━━━━━ Dataset excerpts

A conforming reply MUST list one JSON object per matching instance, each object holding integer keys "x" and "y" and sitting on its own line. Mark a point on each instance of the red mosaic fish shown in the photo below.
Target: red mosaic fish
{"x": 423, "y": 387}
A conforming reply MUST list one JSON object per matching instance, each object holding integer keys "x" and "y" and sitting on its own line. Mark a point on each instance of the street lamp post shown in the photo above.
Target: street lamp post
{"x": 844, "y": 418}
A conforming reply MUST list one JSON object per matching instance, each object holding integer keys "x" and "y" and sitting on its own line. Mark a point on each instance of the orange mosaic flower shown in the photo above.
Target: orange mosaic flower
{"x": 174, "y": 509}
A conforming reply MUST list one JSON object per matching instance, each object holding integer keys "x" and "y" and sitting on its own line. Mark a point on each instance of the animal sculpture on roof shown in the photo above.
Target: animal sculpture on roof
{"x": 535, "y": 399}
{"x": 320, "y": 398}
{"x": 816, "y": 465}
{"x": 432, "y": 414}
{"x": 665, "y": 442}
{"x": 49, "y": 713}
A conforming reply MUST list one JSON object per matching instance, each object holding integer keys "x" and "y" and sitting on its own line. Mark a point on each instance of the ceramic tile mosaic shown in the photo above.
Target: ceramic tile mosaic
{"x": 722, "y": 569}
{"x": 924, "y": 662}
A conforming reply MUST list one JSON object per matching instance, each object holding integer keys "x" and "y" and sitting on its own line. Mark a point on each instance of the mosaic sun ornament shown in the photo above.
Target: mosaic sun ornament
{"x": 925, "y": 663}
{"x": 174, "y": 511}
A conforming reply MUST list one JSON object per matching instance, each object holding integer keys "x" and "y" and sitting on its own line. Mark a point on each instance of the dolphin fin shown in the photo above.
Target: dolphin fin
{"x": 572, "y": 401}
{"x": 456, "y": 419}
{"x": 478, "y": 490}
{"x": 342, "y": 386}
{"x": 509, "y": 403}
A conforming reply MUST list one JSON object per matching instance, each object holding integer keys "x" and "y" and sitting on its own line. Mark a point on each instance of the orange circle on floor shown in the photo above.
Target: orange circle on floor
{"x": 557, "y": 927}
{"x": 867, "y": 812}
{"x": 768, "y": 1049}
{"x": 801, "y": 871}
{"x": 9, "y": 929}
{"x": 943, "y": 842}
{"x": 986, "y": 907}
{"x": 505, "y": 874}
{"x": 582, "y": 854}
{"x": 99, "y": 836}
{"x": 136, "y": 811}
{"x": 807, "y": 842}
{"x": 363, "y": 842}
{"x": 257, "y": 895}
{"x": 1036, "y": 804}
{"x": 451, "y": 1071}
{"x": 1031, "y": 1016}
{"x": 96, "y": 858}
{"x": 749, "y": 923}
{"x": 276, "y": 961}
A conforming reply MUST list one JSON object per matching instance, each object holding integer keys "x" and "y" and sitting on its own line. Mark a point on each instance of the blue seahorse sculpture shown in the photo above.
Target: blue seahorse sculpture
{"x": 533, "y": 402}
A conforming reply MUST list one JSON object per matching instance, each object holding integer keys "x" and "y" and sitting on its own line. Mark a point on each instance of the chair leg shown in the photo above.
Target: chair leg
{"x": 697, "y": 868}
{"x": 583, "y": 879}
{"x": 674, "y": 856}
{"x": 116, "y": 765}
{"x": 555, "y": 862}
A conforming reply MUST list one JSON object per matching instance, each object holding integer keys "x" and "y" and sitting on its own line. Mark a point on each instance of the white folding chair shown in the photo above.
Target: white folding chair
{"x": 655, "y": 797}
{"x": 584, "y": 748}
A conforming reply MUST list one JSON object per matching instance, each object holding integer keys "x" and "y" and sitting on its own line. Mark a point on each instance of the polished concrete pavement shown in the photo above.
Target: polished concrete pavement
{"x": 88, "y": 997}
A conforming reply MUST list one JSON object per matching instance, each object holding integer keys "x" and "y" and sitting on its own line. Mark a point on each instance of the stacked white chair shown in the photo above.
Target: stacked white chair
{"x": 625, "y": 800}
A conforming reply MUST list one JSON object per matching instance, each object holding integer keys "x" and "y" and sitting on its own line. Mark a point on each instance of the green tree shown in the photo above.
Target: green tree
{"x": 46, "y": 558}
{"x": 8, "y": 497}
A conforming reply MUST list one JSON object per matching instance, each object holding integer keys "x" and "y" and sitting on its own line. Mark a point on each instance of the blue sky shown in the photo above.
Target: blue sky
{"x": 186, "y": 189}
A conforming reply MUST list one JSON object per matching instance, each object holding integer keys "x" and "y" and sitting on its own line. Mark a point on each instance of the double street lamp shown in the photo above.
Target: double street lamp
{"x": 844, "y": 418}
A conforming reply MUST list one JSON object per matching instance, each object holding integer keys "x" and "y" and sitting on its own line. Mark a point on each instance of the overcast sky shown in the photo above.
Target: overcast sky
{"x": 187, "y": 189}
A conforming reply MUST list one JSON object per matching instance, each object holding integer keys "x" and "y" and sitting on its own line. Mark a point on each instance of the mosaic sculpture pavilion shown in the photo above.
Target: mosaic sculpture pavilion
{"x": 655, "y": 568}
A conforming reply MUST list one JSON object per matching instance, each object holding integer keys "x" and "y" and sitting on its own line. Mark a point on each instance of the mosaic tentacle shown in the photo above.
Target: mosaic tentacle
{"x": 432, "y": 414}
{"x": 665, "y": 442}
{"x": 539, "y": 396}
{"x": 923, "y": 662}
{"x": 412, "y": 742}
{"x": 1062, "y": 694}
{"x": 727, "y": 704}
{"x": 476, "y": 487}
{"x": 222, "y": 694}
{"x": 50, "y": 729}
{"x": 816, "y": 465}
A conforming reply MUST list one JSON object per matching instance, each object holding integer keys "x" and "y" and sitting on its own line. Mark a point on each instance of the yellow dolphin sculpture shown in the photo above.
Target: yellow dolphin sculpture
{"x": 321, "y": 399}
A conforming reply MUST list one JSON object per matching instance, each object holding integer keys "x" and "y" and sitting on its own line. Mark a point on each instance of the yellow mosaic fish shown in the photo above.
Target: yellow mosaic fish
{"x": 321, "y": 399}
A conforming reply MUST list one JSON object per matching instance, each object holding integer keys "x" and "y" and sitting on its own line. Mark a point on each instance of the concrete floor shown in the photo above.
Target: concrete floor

━━━━━━━━━━

→ **Exercise brief**
From the first line of the data above through the line containing "fin shown in the photo above.", repeat each line exactly, and add nothing.

→ **Solution for this exercise**
A conforming reply MUST list one JSON object per matching instance, each object holding integer keys "x" and "y" and sitting on its own line. Mark a point on each instance of the red mosaic fish shown in the photo below.
Target: red mosaic fish
{"x": 423, "y": 387}
A conforming reply MUST list one JSON object per matching instance, each object holding integer keys "x" and "y" and sitting on its own line. Mark a point on each instance of the street lamp post shown in the photo above.
Target: street lamp post
{"x": 844, "y": 418}
A conforming reply MUST list one JSON object per matching instance, each object holding integer keys "x" and "y" and sitting on its own line. Mark a point on each instance of the orange mosaic flower shown in the photo above.
Target: orange mosaic flower
{"x": 174, "y": 509}
A conforming reply MUST list one JSON object per matching instance, each object holding integer keys "x" and "y" and sitting on its own line. Mark a point on each instance of the animal sculpture on roof shown in the photo above.
Target: animal sculpture on roof
{"x": 535, "y": 399}
{"x": 320, "y": 398}
{"x": 816, "y": 465}
{"x": 432, "y": 414}
{"x": 665, "y": 442}
{"x": 49, "y": 713}
A conforming reply MUST list one JSON object per matching instance, each object holding integer keys "x" and "y" and sitting on its own line. Mark a point on each instance of the ceramic tile mosaic shown in the photo above.
Target: ceramic tile mosaic
{"x": 722, "y": 569}
{"x": 924, "y": 662}
A conforming reply MUST list one JSON object per matching instance, each object holding integer keys "x" and "y" and sitting on its own line. Mark a point on each instance of the mosaic sun ornament shown in the photo above.
Target: mosaic sun ornament
{"x": 925, "y": 663}
{"x": 174, "y": 511}
A conforming reply MUST list one JSON object per matching instance, each object holding integer keys "x" and "y" and sitting on its own line. Mark a point on each instance of the dolphin fin shown in the photo above.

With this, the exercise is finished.